## Dettagli esercizio
Riscrivi le righe dalla riga che contiene "Return the mask of every instance of the tree." fino a quella che contiene "23], [9, 19]]", entrambe incluse, sostituendo "tree" con "oak" e lasciando invariato tutto il resto.

## Record forniti

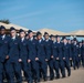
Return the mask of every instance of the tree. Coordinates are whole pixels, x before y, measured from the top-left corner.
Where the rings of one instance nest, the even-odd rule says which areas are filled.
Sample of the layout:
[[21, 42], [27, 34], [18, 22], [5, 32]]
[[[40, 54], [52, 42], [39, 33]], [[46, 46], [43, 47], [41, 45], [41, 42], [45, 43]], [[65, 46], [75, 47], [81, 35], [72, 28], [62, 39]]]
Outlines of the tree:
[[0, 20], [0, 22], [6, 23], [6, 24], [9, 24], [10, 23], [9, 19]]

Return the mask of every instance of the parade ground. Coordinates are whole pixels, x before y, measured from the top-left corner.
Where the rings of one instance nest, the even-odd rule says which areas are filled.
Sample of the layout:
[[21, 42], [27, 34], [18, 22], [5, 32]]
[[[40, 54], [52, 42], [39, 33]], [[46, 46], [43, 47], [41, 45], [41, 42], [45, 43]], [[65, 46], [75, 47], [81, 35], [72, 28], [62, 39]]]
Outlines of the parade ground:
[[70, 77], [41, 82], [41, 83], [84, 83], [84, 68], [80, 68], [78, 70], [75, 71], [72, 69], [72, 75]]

---

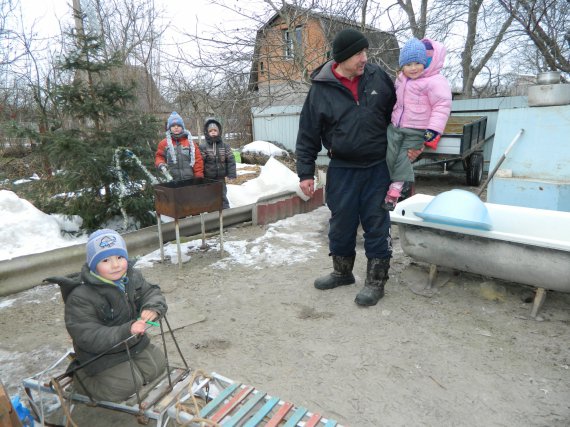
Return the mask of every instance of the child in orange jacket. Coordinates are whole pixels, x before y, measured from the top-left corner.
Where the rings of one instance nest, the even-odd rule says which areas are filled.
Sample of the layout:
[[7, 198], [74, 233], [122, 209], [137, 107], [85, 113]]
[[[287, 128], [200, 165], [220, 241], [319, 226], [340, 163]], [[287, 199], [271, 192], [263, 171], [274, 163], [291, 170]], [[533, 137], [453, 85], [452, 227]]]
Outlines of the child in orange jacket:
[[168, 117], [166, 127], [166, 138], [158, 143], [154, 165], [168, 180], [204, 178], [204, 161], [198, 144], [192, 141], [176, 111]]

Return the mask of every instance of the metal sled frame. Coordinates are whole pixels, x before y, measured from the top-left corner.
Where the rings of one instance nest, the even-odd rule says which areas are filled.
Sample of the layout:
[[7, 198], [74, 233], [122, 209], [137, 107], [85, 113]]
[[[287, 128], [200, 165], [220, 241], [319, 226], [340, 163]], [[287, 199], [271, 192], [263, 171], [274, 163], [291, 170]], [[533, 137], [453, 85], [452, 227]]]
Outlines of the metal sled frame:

## Risposta scritta
Return the mask of every instance of the oak. Coordinates are whole pixels, x before y, measured from the top-left corner.
Where the rings of one instance nest, the even-odd rule says which areas are filled.
Sample of the layout:
[[21, 42], [27, 34], [18, 22], [5, 32]]
[[[40, 54], [52, 42], [39, 33]], [[46, 46], [43, 47], [41, 45], [41, 42], [45, 43]], [[65, 46], [75, 47], [81, 35], [72, 28], [62, 39]]]
Outlines of the oak:
[[0, 20], [0, 22], [6, 23], [6, 24], [9, 24], [10, 23], [9, 19]]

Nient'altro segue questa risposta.